■ **GIVEN EXERCISE**: Your task is to reproduce the entries below word for word.

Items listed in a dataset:
======

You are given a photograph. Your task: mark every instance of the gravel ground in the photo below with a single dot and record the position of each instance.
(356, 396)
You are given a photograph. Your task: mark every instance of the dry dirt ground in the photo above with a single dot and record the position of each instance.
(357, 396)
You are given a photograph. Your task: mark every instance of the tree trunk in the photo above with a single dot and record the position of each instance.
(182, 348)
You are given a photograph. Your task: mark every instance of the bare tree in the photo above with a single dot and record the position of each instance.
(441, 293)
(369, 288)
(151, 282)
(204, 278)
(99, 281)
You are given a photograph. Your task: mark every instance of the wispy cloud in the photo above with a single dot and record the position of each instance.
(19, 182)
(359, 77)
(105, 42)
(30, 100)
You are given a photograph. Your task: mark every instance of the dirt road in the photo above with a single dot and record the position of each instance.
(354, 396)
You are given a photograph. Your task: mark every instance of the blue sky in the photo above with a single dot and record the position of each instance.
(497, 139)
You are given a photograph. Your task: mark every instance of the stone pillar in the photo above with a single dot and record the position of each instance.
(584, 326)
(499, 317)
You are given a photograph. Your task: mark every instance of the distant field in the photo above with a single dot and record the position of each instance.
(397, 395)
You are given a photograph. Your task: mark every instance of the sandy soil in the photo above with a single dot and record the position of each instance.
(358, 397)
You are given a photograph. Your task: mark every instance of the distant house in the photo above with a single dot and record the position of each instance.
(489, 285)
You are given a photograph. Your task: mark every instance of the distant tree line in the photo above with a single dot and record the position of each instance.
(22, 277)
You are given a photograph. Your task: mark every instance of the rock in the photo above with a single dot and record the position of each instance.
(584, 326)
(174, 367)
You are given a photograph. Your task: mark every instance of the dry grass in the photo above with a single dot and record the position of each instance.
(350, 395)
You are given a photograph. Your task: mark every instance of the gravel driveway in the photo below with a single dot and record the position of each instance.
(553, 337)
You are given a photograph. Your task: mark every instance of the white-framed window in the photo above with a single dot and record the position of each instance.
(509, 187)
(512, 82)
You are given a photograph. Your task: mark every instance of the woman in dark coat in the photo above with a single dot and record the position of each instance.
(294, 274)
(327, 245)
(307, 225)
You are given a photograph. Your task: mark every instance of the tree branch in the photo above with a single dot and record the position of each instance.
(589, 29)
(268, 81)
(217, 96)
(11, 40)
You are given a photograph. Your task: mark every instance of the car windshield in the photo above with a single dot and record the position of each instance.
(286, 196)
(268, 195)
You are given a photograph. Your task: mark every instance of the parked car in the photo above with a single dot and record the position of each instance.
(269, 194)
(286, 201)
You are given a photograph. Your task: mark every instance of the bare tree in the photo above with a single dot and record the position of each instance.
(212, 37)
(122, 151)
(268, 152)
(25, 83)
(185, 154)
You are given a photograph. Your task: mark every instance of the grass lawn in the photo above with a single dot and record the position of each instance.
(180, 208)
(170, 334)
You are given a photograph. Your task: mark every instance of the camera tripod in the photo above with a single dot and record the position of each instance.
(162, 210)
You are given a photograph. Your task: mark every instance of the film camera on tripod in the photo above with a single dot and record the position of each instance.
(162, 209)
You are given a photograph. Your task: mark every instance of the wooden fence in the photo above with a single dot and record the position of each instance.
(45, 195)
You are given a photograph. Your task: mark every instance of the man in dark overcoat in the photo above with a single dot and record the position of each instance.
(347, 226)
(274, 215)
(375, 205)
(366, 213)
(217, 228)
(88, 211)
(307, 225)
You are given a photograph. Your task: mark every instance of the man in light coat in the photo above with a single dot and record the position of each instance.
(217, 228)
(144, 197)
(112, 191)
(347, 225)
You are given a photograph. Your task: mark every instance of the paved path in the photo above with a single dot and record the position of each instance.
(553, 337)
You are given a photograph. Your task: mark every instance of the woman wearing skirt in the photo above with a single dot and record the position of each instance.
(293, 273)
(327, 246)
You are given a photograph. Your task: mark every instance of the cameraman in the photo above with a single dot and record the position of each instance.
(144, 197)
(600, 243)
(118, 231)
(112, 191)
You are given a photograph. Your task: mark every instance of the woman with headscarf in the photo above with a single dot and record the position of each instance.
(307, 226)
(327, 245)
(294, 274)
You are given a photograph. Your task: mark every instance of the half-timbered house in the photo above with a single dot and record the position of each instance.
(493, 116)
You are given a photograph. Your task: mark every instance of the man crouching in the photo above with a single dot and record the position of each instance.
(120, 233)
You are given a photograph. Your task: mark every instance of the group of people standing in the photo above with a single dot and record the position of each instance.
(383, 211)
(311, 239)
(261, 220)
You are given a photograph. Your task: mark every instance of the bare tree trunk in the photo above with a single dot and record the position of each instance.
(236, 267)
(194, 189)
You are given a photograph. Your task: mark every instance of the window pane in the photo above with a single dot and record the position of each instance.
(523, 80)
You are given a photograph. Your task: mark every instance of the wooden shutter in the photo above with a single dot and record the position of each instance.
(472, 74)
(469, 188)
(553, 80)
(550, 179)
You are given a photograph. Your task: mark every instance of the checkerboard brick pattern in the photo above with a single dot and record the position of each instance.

======

■ **TASK RESPONSE**:
You are given a photograph. Your task: mark every instance of the gravel ground in the photo below with a single dot and record the position of each instance.
(356, 396)
You are given a photograph. Your task: mark every instance of the dry dirt ground in the photo above with a single dot and record the position of each instance.
(357, 396)
You are given a photograph. Your task: mark every instance of the tree trunk in the photo above with a single dot and record the position of each instance.
(182, 348)
You are given a photograph. Your task: mark every instance of the bare tree in the photo above with a single dot and record the position of each instance.
(441, 293)
(369, 288)
(151, 282)
(204, 278)
(99, 281)
You are given a photograph. Your task: mark every instance of the wispy cloud in the photo above with a single dot and record the position of each instance.
(19, 182)
(359, 77)
(105, 42)
(30, 100)
You are given a photograph. Your task: mark every instance of the dirt road in the photo above with a single dot and record the position of each instance.
(354, 396)
You are given a photograph. Your task: mark every instance of the blue sky in the photo above with a single dot and record the position of each instance.
(497, 139)
You are given a photograph. Your task: mark every instance of the stone pillar in the photo above with a single dot and record the position of each instance.
(584, 326)
(499, 317)
You are given a photograph. Your task: mark every instance of the distant field in the photo above with a single dot and record the position of each instance.
(397, 395)
You are given a photograph. Your task: mark every instance of the sandy soil in the photo above with a single dot and record the position of each instance.
(358, 397)
You are given a photograph. Your task: mark every instance of the distant house in the photo above with a single dot and record the position of each instance.
(489, 285)
You are given a photograph. Your task: mark every instance of the distant tree line in the photo above with a single dot and record the position of each instance.
(22, 277)
You are given a photograph. Your task: mark every instance of the rock in the photo above with a single dot and record the position of each instance.
(584, 326)
(174, 367)
You are given a photograph. Your task: mark every instance of the dry grass in the photo above with a single dot and record the position of each instance.
(350, 395)
You are given a photograph. Your task: mark every instance of the gravel driveway in the photo below with a single dot and record the position of each instance.
(553, 337)
You are given a photograph. Your task: mark every instance of the white-framed window in the photo above with a single dot and record the position of each instance.
(509, 187)
(512, 82)
You are given a photograph. Your task: mark every instance of the woman in dark coat in the photo above with a single dot and record the position of each instance.
(294, 274)
(327, 245)
(307, 225)
You are given a photograph. Your task: mark every instance of the tree branch in the photo above with a single dot and record the position of each instance.
(589, 29)
(268, 81)
(217, 96)
(11, 40)
You are given a photograph. Your task: mark every instance of the car windshield in the photo above with a single dot and record the position of each instance.
(286, 196)
(268, 195)
You are given a photograph. Your task: mark every instance of the parked car in the photo above with a single dot and record the position of each instance.
(269, 194)
(286, 201)
You are given a photograph. Your task: mark every instance of the bare tree in the photo above with a single dot and record the position of each instance.
(212, 37)
(122, 151)
(268, 152)
(25, 83)
(185, 154)
You are given a photograph. Your task: mark every instance of the grass lawn in the photo above with a single dot and record the position of each instance.
(180, 208)
(170, 334)
You are given a photograph. Your task: mark every instance of the camera tripod in the photo above with a single dot and record the position of each instance.
(162, 210)
You are given a photograph. Your task: mark every instance of the film camera on tripod in the photo above with a single dot and record the position of each instance.
(162, 209)
You are given a photograph. Your task: mark every instance of the wooden fence in the photo above with a single dot and record the position of each instance.
(45, 195)
You are given a photograph. Your task: mark every instance of the man in dark overcoat in the photo above with a single dot and record the position of each instance.
(347, 226)
(274, 215)
(375, 205)
(366, 213)
(217, 228)
(88, 211)
(307, 225)
You are given a photograph. Your task: mark every instance of the man in light coat in the photo above with a single dot and record the position of each instance.
(217, 228)
(144, 197)
(112, 191)
(347, 225)
You are given a photograph. Your task: mark every instance of the paved path in the photo above with a single dot and record the position of each instance.
(553, 337)
You are given a photograph. Your task: mark every instance of the woman wearing skirt in the photo above with a single dot and record the position of each instance.
(293, 273)
(327, 246)
You are given a photograph. Your task: mark every instance of the cameraman in the photo above with a single dot and record the position of each instance.
(144, 197)
(600, 243)
(118, 231)
(112, 191)
You are given a photograph. Your task: mark every instance of the woman with headscarf in the photo above with a single dot and record the position of each instance.
(307, 226)
(327, 245)
(294, 274)
You are given a photograph. Your task: mark every instance of the half-timbered house in the photo above with a single dot and record the position of each instance.
(493, 116)
You are given a photograph. Your task: mark every instance of the man crouching in the photo above with a single dot and record the position of each instance.
(120, 233)
You are given a photograph. Your task: mark every instance of the group of people standing in the photo above with a single dot and record the position of each instance.
(383, 211)
(311, 239)
(261, 220)
You are given a photograph. Your task: mark every instance of the bare tree trunk in the photo above with a single dot and record the position of each instance.
(236, 267)
(194, 189)
You are given a photograph. Your task: mark every instance of the window pane in the photo above with a single dot and record the position of each instance.
(523, 80)
You are given a photograph. Your task: mark every instance of the wooden shutter in the photo above with a single dot and record the position of each instance.
(472, 74)
(469, 188)
(553, 80)
(550, 179)
You are given a photograph. Your task: mark every instance of the checkerboard brick pattern in the photo above with a single dot and record the position of each instance.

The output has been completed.